Object detection data
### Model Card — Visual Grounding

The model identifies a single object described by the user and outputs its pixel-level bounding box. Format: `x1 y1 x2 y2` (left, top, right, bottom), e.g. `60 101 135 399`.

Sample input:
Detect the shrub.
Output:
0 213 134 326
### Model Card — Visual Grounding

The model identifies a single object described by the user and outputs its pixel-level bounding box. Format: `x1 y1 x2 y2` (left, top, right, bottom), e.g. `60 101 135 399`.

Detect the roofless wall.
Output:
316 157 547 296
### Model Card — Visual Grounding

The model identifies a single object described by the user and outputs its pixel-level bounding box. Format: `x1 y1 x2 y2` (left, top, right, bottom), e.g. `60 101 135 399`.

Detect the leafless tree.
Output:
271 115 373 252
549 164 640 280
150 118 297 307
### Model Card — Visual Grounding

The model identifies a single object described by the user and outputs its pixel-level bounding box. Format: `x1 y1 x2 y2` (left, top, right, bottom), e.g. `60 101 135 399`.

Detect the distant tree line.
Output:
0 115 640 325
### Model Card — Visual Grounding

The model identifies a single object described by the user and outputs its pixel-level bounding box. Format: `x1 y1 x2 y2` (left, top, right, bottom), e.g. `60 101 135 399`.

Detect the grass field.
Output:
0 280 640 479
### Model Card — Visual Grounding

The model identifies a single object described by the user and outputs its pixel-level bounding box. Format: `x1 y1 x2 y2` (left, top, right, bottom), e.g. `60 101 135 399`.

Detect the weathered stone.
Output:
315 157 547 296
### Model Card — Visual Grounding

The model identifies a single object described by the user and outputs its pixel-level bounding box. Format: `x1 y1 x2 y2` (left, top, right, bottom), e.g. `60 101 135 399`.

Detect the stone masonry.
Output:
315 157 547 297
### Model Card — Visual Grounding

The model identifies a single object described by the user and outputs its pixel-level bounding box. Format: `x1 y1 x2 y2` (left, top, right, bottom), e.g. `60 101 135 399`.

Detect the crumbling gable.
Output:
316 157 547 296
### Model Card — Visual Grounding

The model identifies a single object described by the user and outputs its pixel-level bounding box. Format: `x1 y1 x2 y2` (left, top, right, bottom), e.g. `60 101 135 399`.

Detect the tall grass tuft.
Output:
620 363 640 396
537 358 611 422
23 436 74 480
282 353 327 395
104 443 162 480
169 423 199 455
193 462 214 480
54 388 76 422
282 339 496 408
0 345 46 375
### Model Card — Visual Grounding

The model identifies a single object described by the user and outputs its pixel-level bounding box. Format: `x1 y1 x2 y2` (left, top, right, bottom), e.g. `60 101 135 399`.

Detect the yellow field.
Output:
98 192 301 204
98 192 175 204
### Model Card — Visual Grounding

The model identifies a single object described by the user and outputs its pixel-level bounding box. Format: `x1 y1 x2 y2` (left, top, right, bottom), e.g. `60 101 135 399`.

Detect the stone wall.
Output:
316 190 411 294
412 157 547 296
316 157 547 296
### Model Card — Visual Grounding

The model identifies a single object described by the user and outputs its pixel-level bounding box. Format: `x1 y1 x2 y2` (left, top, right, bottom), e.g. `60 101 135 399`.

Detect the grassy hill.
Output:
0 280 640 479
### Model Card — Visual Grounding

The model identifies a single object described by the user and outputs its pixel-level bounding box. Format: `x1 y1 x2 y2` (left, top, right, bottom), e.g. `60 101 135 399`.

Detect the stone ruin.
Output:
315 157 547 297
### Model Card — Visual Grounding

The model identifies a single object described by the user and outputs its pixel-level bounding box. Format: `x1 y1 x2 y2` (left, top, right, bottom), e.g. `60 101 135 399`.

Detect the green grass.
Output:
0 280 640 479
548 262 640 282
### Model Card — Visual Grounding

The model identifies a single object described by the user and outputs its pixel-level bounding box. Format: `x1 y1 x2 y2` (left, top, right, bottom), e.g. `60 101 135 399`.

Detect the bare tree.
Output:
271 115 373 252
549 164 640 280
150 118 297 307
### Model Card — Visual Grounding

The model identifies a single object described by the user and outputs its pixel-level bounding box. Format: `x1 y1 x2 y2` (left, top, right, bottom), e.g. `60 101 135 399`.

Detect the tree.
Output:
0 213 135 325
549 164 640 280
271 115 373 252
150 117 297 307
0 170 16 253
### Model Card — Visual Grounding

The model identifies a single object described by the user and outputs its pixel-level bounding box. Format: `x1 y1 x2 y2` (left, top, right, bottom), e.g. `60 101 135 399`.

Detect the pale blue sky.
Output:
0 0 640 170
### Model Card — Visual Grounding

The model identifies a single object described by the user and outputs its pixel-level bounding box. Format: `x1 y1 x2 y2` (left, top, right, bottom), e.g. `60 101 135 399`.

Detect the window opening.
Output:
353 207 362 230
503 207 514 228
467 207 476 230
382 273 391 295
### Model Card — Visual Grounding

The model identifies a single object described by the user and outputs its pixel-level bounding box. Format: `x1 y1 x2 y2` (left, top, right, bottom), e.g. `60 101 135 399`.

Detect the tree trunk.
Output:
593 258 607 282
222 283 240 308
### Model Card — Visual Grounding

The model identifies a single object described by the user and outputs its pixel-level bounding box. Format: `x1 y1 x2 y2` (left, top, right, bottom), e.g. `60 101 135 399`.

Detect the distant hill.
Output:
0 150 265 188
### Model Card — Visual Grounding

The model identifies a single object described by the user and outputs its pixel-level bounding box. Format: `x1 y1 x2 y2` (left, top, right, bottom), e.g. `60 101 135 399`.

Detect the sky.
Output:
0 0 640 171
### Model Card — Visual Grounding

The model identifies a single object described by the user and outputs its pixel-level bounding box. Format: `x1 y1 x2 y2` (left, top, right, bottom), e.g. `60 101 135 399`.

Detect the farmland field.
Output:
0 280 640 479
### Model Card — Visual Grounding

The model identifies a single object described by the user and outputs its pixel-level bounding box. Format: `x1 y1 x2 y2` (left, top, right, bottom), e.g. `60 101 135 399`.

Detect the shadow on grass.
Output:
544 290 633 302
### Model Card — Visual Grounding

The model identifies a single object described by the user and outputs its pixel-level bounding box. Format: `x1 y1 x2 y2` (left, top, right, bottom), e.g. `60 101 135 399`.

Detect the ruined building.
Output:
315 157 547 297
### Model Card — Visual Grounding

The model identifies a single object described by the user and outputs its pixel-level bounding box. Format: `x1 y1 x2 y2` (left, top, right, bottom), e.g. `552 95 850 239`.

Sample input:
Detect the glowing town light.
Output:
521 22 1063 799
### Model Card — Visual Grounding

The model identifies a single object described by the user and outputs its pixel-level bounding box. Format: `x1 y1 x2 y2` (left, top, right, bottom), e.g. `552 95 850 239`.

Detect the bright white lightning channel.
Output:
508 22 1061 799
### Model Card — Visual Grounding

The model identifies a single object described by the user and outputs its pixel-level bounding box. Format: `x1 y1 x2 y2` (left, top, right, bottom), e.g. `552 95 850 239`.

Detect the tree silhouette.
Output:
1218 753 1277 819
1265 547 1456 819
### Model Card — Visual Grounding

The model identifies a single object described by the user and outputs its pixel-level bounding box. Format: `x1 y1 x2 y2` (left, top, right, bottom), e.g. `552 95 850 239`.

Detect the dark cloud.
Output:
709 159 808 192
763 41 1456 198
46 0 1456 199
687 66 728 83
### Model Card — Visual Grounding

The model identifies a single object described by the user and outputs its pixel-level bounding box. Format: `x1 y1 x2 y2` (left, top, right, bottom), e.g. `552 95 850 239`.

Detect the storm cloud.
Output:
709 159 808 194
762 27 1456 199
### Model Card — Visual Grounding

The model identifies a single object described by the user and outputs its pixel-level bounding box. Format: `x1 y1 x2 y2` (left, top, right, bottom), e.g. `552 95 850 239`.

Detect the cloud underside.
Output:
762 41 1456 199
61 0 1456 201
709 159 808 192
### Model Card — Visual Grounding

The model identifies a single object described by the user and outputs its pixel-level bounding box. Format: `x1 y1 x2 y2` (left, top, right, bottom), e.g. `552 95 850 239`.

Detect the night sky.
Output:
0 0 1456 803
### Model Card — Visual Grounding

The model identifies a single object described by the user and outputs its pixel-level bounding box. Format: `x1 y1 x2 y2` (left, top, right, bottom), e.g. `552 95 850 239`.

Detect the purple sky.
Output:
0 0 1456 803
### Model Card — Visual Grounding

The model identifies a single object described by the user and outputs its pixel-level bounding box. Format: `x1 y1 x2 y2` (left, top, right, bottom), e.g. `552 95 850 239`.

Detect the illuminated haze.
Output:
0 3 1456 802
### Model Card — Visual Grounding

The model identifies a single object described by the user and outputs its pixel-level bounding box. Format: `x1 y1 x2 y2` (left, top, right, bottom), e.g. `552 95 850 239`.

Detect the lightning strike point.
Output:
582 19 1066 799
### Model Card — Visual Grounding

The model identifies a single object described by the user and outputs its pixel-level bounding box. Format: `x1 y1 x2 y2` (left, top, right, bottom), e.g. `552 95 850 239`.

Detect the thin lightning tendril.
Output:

Your task: Extract every line from the records above that contains the word "lightning", and copy each one as it appears.

Exercise answer:
Detect the bright white lightning channel.
Detect the lightning strike point.
Detect the thin lightning tendril.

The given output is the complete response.